[Data items]
*** Block opens ***

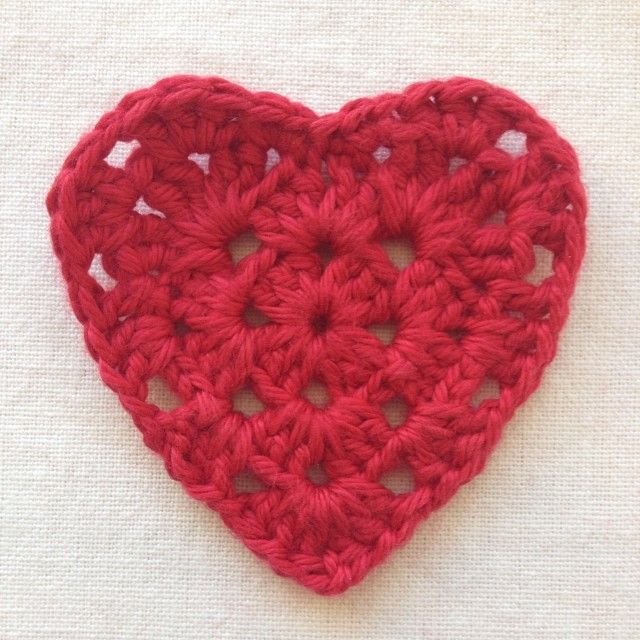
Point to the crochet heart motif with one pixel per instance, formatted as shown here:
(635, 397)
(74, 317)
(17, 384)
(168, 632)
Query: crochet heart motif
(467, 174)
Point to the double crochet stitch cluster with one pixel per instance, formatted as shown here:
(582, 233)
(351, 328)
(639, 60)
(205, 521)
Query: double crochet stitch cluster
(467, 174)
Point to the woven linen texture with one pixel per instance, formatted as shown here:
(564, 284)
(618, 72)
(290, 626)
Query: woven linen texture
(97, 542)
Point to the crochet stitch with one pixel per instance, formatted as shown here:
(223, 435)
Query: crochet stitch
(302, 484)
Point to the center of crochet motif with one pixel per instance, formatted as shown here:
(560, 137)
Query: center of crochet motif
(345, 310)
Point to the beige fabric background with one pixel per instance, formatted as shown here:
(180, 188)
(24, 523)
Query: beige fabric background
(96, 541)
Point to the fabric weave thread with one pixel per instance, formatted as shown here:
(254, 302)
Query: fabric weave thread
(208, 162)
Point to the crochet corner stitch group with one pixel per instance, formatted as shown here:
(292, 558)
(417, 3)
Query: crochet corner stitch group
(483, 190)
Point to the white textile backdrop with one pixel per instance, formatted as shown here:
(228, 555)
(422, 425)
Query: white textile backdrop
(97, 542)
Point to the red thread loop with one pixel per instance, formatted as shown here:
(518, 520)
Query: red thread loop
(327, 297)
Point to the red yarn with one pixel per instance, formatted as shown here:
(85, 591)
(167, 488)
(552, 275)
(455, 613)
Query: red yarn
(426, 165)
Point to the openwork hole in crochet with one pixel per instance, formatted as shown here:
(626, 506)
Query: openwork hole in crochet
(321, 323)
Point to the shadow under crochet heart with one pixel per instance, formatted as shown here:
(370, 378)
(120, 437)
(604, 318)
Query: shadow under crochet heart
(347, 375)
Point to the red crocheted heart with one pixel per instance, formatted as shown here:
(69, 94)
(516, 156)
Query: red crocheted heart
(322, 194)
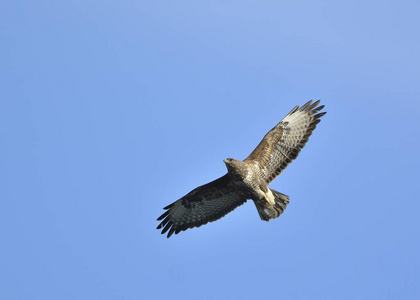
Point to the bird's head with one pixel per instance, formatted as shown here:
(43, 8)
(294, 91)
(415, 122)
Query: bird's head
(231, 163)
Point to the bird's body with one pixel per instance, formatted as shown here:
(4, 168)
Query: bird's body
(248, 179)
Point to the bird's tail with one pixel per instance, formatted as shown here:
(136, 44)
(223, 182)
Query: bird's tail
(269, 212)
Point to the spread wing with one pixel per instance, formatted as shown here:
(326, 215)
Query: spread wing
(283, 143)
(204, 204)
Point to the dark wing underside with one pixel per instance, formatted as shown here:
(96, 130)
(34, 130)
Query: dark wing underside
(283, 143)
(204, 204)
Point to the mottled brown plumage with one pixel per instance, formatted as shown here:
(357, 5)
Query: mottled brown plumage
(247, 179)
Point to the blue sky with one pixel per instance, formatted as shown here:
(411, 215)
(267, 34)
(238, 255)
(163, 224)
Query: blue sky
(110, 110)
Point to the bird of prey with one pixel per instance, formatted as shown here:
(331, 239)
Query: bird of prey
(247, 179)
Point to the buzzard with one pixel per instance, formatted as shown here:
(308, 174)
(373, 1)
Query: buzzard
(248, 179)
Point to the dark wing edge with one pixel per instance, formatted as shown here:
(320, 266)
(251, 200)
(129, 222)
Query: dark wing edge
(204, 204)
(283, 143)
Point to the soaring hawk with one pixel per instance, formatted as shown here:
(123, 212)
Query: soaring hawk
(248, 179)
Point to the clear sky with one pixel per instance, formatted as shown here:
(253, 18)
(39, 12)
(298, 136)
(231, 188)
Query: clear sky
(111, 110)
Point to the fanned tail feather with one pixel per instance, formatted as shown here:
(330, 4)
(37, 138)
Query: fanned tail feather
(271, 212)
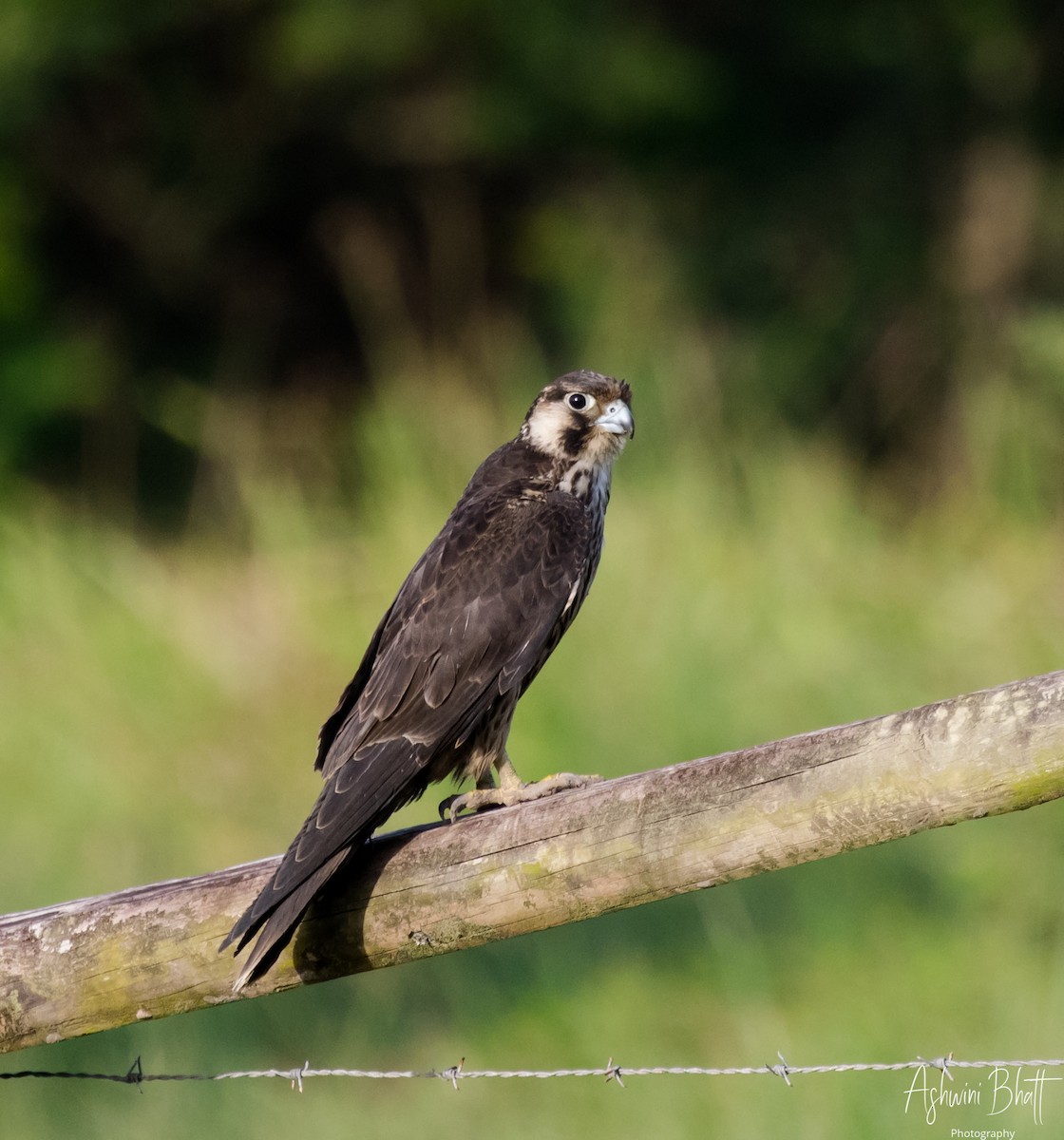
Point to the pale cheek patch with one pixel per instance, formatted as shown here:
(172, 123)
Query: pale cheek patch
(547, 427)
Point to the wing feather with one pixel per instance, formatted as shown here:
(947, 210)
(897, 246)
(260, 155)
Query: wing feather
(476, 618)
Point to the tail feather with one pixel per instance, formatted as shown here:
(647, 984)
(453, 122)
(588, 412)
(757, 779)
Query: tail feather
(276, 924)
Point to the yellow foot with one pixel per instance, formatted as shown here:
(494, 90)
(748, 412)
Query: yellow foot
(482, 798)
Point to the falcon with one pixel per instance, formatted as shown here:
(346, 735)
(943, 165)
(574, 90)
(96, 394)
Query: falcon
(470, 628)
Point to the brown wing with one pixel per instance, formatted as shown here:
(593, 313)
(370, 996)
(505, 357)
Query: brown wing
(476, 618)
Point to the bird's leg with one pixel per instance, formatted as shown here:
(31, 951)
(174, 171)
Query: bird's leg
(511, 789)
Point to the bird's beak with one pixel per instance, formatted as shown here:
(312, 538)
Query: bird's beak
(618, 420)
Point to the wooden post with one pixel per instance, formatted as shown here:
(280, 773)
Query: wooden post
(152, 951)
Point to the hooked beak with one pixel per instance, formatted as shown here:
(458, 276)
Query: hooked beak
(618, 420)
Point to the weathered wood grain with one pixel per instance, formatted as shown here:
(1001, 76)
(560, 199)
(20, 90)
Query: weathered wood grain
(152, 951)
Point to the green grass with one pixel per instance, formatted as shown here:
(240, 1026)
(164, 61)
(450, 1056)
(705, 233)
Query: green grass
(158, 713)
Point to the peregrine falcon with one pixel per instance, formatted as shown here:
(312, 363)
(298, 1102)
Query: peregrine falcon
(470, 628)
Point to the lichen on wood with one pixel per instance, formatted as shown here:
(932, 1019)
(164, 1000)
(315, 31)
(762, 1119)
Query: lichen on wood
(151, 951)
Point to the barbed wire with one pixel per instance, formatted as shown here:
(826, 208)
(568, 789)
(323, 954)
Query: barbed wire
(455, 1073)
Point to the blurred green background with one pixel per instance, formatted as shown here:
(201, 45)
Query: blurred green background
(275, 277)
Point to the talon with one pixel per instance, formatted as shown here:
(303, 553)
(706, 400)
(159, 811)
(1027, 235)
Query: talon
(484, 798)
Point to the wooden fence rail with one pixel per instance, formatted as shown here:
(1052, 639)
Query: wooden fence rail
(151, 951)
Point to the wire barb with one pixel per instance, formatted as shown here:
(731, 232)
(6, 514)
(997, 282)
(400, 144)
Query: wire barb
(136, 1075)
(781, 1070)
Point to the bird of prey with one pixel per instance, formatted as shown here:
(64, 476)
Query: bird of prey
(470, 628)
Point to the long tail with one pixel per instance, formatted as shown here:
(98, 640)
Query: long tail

*** Block closes ***
*** Block opens ***

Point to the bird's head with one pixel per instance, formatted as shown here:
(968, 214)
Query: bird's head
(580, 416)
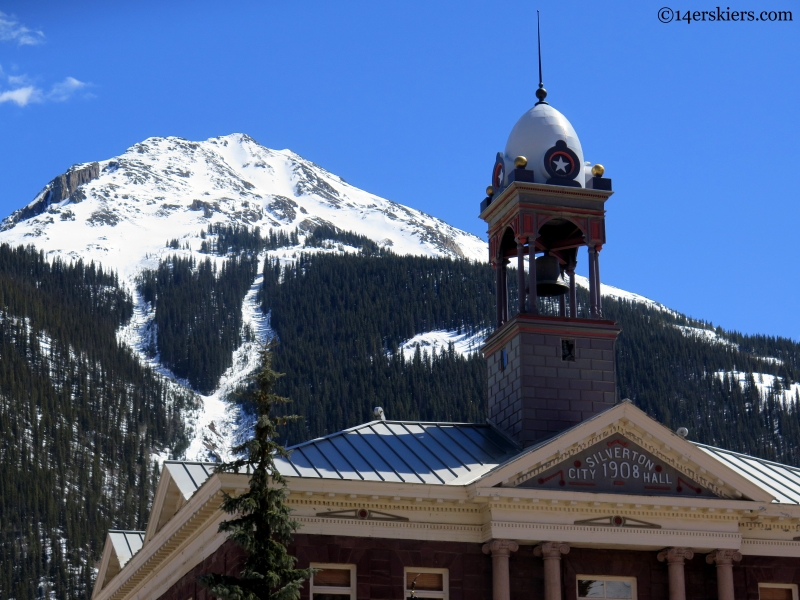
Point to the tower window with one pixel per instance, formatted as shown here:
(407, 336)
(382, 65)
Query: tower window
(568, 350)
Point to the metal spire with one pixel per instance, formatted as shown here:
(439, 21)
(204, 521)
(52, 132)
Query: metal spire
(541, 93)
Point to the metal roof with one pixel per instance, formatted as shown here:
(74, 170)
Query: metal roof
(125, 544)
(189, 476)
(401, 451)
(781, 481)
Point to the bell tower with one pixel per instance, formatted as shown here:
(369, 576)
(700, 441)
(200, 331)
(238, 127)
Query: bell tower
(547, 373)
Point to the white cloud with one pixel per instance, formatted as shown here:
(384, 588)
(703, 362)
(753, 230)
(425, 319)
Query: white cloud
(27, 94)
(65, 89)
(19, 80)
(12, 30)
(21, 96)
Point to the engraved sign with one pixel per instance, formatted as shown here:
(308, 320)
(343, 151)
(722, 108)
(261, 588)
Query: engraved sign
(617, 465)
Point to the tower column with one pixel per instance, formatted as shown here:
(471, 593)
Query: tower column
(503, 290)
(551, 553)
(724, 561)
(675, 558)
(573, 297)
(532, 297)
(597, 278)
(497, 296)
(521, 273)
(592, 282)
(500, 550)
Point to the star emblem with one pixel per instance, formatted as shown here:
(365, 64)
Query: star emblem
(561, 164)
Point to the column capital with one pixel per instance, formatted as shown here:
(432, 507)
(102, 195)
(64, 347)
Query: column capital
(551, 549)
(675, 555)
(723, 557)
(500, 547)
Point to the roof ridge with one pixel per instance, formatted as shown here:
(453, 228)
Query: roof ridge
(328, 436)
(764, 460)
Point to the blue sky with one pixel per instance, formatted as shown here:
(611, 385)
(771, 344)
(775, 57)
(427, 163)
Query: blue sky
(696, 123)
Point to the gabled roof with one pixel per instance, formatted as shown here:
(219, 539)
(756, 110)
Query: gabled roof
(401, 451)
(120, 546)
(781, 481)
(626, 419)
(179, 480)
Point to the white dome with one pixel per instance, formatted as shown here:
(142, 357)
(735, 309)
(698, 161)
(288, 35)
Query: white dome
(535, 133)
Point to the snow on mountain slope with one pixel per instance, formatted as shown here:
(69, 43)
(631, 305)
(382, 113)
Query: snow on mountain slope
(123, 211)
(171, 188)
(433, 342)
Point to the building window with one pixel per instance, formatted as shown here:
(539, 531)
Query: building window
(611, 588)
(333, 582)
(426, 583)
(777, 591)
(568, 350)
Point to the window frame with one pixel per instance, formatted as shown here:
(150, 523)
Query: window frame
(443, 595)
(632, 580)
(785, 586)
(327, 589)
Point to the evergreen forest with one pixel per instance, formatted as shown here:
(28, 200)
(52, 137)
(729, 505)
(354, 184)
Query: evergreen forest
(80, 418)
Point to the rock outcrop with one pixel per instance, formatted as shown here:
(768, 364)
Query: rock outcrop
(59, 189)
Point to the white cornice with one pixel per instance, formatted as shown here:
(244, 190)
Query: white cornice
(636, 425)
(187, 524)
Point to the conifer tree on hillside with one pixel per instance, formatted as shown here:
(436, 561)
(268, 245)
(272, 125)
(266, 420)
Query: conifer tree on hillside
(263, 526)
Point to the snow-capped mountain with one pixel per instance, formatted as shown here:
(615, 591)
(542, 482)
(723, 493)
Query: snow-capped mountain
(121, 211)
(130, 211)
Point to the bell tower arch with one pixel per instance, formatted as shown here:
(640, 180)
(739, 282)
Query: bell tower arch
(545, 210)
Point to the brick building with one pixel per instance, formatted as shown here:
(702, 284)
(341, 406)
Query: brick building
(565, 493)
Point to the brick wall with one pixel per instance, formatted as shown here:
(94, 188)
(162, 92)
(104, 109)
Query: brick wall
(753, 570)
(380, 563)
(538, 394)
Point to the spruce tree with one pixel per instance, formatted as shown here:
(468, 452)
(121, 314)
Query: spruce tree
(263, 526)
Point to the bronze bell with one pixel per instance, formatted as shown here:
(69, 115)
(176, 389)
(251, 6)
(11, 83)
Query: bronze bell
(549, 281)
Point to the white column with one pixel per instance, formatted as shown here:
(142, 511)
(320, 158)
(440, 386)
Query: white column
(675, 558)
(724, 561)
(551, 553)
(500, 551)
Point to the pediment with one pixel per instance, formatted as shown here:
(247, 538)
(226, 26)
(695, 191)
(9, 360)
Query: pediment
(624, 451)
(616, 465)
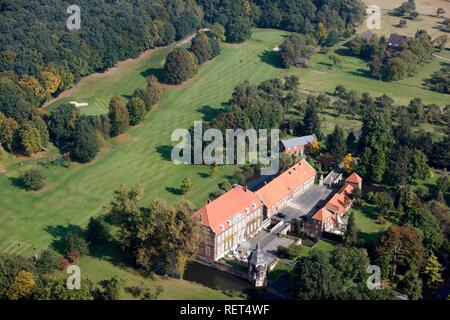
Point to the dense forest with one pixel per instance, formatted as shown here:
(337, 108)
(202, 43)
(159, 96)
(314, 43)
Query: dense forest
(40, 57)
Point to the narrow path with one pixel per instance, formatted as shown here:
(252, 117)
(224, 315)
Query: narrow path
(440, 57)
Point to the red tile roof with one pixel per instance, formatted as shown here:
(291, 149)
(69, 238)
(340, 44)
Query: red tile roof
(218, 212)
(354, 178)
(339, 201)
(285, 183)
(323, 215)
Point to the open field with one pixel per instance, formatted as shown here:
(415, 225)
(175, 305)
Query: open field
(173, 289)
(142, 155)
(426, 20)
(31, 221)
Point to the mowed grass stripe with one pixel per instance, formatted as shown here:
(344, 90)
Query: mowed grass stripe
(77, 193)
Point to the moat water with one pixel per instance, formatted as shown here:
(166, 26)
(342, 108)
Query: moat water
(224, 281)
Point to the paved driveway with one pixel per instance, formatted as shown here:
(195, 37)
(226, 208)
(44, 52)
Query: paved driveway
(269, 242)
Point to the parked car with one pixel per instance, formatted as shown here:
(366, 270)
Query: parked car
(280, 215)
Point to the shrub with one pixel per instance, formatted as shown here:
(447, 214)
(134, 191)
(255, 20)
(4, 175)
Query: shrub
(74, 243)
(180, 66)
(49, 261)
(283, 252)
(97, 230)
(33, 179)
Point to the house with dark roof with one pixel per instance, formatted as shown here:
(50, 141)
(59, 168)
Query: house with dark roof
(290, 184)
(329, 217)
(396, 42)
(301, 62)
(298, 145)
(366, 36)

*** Block closes ***

§ Instructions to follow: Line count for the word "long": tally the lines in the records that include it and give only the result.

§ Task response: 2